-- GIVEN INFORMATION follows --
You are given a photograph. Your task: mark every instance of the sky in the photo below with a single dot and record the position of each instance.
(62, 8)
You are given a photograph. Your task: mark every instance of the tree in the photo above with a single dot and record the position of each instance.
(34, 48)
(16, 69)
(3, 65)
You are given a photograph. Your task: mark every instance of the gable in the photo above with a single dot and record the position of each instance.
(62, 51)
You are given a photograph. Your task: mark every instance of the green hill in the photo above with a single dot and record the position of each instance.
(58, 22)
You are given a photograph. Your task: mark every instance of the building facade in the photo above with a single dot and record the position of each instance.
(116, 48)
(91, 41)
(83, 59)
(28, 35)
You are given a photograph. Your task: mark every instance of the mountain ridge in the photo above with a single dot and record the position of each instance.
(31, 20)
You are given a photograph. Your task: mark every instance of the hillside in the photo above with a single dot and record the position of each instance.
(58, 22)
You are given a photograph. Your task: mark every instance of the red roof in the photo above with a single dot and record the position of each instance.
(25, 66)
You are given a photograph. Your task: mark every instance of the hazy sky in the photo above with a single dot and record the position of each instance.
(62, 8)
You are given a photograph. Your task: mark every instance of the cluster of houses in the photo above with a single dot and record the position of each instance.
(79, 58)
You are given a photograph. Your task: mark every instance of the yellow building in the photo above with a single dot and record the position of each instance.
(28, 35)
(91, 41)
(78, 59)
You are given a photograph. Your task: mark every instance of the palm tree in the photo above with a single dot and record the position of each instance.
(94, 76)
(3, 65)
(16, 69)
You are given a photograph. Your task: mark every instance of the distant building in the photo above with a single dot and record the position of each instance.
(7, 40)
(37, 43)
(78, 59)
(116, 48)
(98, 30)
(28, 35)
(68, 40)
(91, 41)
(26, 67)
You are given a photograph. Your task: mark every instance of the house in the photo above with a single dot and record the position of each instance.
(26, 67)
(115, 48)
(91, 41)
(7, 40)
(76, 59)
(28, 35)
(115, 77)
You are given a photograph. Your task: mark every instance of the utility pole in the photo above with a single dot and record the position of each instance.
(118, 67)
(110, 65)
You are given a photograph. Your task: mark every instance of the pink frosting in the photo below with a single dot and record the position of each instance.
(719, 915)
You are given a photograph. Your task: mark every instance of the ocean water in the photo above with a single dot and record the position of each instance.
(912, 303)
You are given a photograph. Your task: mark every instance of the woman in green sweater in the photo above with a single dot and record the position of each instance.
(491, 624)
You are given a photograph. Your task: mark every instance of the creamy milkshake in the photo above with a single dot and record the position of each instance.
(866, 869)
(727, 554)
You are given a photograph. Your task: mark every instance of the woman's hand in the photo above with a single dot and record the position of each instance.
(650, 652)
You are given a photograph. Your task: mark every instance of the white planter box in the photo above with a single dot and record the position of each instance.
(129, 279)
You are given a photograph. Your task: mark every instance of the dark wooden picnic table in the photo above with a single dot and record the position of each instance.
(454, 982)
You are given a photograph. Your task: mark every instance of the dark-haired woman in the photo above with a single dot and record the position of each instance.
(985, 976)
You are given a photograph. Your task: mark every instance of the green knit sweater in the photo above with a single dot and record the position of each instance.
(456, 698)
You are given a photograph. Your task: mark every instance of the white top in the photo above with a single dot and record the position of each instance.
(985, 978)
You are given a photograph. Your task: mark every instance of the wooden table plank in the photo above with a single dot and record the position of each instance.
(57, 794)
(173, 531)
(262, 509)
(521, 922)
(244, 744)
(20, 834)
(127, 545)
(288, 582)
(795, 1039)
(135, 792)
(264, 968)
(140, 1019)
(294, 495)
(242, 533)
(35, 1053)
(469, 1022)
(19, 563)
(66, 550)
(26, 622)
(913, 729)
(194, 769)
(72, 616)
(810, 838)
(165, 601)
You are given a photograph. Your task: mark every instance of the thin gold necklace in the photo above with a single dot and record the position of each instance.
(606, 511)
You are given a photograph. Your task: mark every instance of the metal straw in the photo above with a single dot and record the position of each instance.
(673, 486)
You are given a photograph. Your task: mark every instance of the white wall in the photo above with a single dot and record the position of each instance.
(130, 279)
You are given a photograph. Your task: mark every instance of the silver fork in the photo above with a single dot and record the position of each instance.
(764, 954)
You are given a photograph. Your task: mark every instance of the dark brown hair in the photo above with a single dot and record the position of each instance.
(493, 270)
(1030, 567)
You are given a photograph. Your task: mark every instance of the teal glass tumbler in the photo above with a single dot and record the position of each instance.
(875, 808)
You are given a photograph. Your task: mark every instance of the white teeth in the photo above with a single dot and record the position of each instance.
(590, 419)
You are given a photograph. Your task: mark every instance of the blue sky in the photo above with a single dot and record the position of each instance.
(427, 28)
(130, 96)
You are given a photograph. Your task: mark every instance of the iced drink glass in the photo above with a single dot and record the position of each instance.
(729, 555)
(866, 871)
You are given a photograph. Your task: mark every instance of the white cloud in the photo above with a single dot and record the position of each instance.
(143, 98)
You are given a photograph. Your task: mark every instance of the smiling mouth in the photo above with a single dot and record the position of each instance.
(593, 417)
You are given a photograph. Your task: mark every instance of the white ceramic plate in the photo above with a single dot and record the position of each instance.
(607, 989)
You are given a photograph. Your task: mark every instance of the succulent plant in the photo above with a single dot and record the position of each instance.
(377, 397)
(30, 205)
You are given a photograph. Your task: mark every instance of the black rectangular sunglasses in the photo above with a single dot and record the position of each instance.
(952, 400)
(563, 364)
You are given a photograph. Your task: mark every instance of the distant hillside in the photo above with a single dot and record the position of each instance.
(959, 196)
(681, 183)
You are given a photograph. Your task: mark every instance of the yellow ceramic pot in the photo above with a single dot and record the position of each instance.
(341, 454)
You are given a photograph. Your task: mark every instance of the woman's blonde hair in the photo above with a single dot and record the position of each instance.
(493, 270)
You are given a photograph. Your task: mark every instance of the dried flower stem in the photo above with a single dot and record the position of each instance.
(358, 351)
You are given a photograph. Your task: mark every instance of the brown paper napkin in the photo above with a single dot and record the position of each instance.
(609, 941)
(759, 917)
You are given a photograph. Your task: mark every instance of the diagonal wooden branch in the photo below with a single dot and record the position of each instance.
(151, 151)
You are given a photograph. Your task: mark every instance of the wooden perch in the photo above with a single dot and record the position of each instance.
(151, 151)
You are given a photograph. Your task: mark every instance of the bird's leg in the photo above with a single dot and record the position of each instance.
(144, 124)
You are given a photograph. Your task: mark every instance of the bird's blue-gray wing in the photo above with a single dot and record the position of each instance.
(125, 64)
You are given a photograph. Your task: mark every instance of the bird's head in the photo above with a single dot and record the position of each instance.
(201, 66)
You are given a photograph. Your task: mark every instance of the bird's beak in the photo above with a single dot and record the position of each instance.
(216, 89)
-- GIVEN INFORMATION concluded --
**WHAT THIS TASK INVOLVES:** Reprint the entries above in full, exactly as they are.

**PROBLEM SOLUTION:**
You are given a photograph. Your task: mark every instance of the sky in the photo below with a single dot and record the position of each instance.
(62, 8)
You are given a photograph. Your task: mark every instance of the tree in the photo above with a single dot and record the position of each instance.
(34, 48)
(16, 69)
(3, 65)
You are given a photograph. Your task: mark every instance of the gable in the photo above with a single dot and record the position of each instance.
(62, 51)
You are given a photograph. Your task: mark every instance of the green hill in the photo above with a single dot and record the position of each instance.
(58, 22)
You are given a photograph. Your task: mark every instance of the building facade in the photo above with a single dot and record the position of each instance.
(116, 48)
(91, 41)
(83, 59)
(28, 35)
You are given a photograph. Your task: mark every instance of the mountain ridge in the photo above with a single dot and record the position of each instance.
(31, 20)
You are given a photograph. Your task: mark every instance of the hillside in the photo above with a single dot and record the position of each instance.
(58, 22)
You are given a photograph. Your task: mark every instance of the red roof in the photo above with a single dot and record the position of each instance.
(25, 66)
You are given a photograph. Your task: mark every instance of the hazy sky in the photo above with a single dot and record the position of each instance.
(62, 8)
You are given a photograph. Your task: mark every instance of the cluster of houses in the photo above with a single dot and record the position of each instance.
(79, 58)
You are given a photograph. Your task: mark every instance of the yellow building in the photo above with a single dot and record the position of each instance.
(28, 35)
(91, 41)
(78, 59)
You are given a photograph. Your task: mark every instance of the palm tree in the photo above with a single dot and record the position of each instance.
(94, 76)
(3, 65)
(16, 69)
You are given a photograph. Your task: mark every instance of the distant building in the photo above with a single dot and record the position of each instance.
(7, 40)
(37, 43)
(78, 59)
(116, 48)
(98, 30)
(28, 35)
(68, 40)
(91, 41)
(26, 67)
You are given a photograph. Your task: mark every instance of the house in the photo above with a single dot and record the position of each instance.
(26, 67)
(115, 48)
(91, 41)
(7, 40)
(76, 59)
(28, 35)
(115, 77)
You are given a photograph. Your task: mark every instance of the utility pole in the photo above with a single dot and record the position of each instance.
(118, 67)
(110, 65)
You are given a photograph. Your task: mark every instance of the pink frosting in the photo below with a single dot and record the position of each instance.
(719, 915)
You are given a photograph. Your task: mark every instance of the ocean water in the photo above with a single dot and record the position of each instance.
(912, 303)
You are given a photograph. Your task: mark every instance of the woman in green sweater in the photo above with a single dot and record the position of each instance.
(491, 624)
You are given a photograph. Your task: mark every instance of the creamy milkshake in the photo above with a single dot and record the position of each instance.
(866, 869)
(727, 554)
You are given a photograph. Your task: mark every instance of the woman's hand in the photo above with a single dot and record the position of each instance.
(650, 652)
You are given a photograph. Your task: mark every instance of the white planter box in the photo above with a single dot and record the position of each instance.
(129, 279)
You are given a photograph. Your task: mark every instance of the dark wooden picnic table in the photo above with a single dot and record the position of each instance.
(454, 982)
You are given a photograph. Your task: mark every instance of the dark-haired woman in the photo above with a single dot and record the position of each instance.
(985, 976)
You are given a photograph. Your task: mark every instance of the green knit sweater in the photo above with a single dot and record the position of each instance.
(456, 698)
You are given a photograph. Your task: mark every instance of the white top in the photo above with a single dot and record the position of each instance.
(985, 978)
You are given a photograph. Your task: mark every instance of the wooden table plank in the photo above with a single dot and record the position of each instance.
(57, 794)
(173, 531)
(262, 509)
(521, 922)
(244, 744)
(20, 834)
(127, 545)
(288, 582)
(795, 1039)
(135, 792)
(264, 968)
(140, 1019)
(294, 495)
(242, 533)
(35, 1053)
(469, 1022)
(19, 563)
(66, 550)
(26, 622)
(913, 729)
(194, 769)
(72, 616)
(810, 838)
(165, 601)
You are given a photograph. Your task: mark every instance of the thin gold necklace in the photo above with a single dot and record the position of each instance.
(606, 511)
You are given a photograph. Your task: mark every instance of the metal straw in the photo above with a single dot and record the position of each instance.
(673, 486)
You are given a photograph. Your task: mark every instance of the white wall in the photo above with a single dot and record the position of each instance.
(130, 279)
You are given a photograph. Your task: mark every instance of the silver fork in the photo above with a single dot and record the position of each instance.
(764, 954)
You are given a photograph. Your task: mark every instance of the dark brown hair in the photo above with a single dot and record the position of each instance.
(493, 270)
(1030, 567)
You are given a photograph. Your task: mark every instance of the teal glass tumbler in the photo above with a single dot and record the position of each instance.
(875, 808)
You are given a photograph. Your task: mark every instance of the white teeth in the photo above with a single dot and record the position of each instance.
(590, 419)
You are given a photograph. Your task: mark every instance of the blue sky in the photo above with a single dot and record the position of each instance.
(427, 28)
(130, 96)
You are given a photograph. Your task: mark every instance of the iced drink glass in the photo above with a single dot and record the position of each instance.
(729, 555)
(866, 871)
You are given a photograph. Your task: mark every instance of the white cloud in the photo above with a single dot and record the position of each instance.
(143, 98)
You are given a photograph. Your task: mark every instance of the smiling mouth in the photo above with a single dot and record the position of each instance.
(593, 417)
You are given a photograph. Your task: mark every instance of the white ceramic plate in the photo above with a single dot and record the position of each instance.
(607, 989)
You are given a photograph. Your task: mark every instance of the succulent plant in the photo above with a single dot and record the position of each instance.
(377, 397)
(30, 205)
You are given a photograph. Your task: mark every instance of the black rectangular sunglasses in the photo above with a single dot and record the position of each instance.
(952, 400)
(563, 364)
You are given a photograph. Your task: mark every instance of the distant hillside in the photo above with a single dot and record the position of each instance.
(959, 196)
(681, 183)
You are given a photograph. Your task: mark every instance of the yellow ceramic pot in the photo above with a single dot and record the position of each instance.
(341, 454)
You are given a photograph. Your task: mark every instance of the woman's blonde hair in the photo above with a single dot and record the position of each instance.
(493, 270)
You are given a photograph. Your task: mark every instance of the dried flower stem in the photo above with a single dot and record the position of each instance.
(358, 351)
You are given a photograph. Your task: mark every instance of the brown paper napkin in the photo above with a single dot and record the position of each instance.
(609, 941)
(759, 917)
You are given a photograph. Your task: mark every instance of the diagonal wooden branch in the photo below with a single dot and record the position of each instance.
(151, 151)
You are given a photograph. Your task: mark every instance of the wooden perch in the photo above with a single dot and record the position of each instance.
(151, 151)
You are given a photograph. Your task: mark every instance of the bird's leg in the photo above with a single dot and record the position of each instance.
(144, 124)
You are given a photograph. Your task: mark every instance of the bird's blue-gray wing in the photo above with a single dot and record the position of each instance.
(125, 64)
You are given a photograph. Your task: mark every instance of the bird's head in the photo above with a single dot and record the position of each instance.
(201, 66)
You are given a photograph. Your task: mark every instance of the bird's beak in the photo above with a single dot and record the position of each instance.
(216, 89)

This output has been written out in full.